*Exercise details*: Please continue the lecture listing on brain-machine interfaces, picking up after its last sentence.

*Passage provided*:
══════

Brain Machine Interfaces: from basic science to neuroprostheses and neurological recovery

Air date: Wednesday, October 16, 2019, 3:00:00 PM

Category: WALS – Wednesday Afternoon Lectures

Runtime: 01:16:05

Description: NIH Director’s Wednesday Afternoon Lecture Series

Miguel Nicolelis, M.D., Ph.D., is the Duke School of Medicine Distinguished Professor of Neuroscience at Duke University, Professor of Neurobiology, Biomedical Engineering, Neurology, Neurosurgery and Psychology and Neuroscience, and founder of Duke’s Center for Neuroengineering. He is Founder and Scientific Director of the Edmond and Lily Safra International Institute for Neuroscience of Natal. Dr. Nicolelis is also founder of the Walk Again Project, an international consortium of scientists and engineers, dedicated to the development of an exoskeleton device to assist severely paralyzed patients in regaining full body mobility.

══════

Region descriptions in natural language
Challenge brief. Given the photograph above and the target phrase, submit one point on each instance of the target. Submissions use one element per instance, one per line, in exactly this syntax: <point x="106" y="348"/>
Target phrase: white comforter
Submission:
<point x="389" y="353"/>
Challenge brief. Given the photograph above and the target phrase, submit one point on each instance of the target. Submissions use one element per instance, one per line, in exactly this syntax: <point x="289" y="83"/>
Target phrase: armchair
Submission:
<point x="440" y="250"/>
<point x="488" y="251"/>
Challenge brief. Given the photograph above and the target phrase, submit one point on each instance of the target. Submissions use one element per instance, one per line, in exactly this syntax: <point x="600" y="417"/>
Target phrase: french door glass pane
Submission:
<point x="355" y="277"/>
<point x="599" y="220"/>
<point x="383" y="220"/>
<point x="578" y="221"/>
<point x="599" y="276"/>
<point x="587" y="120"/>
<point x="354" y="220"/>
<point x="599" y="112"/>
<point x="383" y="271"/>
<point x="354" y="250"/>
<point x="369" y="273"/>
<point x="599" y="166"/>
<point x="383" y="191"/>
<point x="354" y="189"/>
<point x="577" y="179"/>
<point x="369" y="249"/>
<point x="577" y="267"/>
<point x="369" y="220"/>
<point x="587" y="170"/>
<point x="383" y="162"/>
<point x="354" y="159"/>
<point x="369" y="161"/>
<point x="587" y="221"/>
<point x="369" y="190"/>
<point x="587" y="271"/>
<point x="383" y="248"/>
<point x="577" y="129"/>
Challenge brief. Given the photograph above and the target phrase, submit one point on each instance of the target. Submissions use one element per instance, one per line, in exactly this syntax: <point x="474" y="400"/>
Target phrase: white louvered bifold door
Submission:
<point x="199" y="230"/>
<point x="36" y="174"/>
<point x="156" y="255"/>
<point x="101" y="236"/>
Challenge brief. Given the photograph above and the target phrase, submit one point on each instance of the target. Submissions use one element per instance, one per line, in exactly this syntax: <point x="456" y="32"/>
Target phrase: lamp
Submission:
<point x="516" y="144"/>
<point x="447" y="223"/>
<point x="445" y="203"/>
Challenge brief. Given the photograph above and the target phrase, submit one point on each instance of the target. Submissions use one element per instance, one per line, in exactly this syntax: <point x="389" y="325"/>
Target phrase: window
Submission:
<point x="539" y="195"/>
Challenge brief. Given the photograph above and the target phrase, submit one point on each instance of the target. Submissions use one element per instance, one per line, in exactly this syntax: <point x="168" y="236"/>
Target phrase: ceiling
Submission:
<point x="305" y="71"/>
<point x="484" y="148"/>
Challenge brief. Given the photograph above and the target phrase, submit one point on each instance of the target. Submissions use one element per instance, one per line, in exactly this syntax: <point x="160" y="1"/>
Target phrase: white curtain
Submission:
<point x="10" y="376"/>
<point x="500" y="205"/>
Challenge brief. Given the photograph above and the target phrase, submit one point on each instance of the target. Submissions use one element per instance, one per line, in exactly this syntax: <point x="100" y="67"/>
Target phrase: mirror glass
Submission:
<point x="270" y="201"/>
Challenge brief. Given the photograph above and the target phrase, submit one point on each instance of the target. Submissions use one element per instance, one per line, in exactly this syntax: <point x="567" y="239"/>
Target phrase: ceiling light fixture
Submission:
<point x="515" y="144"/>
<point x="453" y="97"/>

══════

*Reply to the exercise*:
Dr. Nicolelis has dedicated his career to investigating how the brains of freely behaving animals encode sensory and motor information. As a result of his studies, Dr. Nicolelis was first to propose and demonstrate that animals and human subjects can utilize their electrical brain activity to directly control neuroprosthetic devices via brain-machine interfaces (BMI).

Over the past 25 years, Dr. Nicolelis pioneered and perfected the development of a new neurophysiological method, known today as chronic, multi-site, multi-electrode recordings. Using this approach in a variety of animal species, as well as in intra-operative procedures in human patients, Dr. Nicolelis launched a new field of investigation, which aims at measuring the concurrent activity and interactions of large populations of single neurons throughout the brain. Through his work, Dr. Nicolelis has discovered a series of key physiological principles that govern the operation of mammalian brain circuits.

Dr. Nicolelis’ pioneering BMI studies have become extremely influential since they offer potential new therapies for patients suffering from severe levels of paralysis, Parkinson’s disease, and epilepsy. Today, numerous neuroscience laboratories in the US, Europe, Asia, and Latin America have incorporated Dr. Nicolelis’ experimental paradigm to study a variety of mammalian neuronal systems. His research has influenced basic and applied research in computer science, robotics, and biomedical engineering.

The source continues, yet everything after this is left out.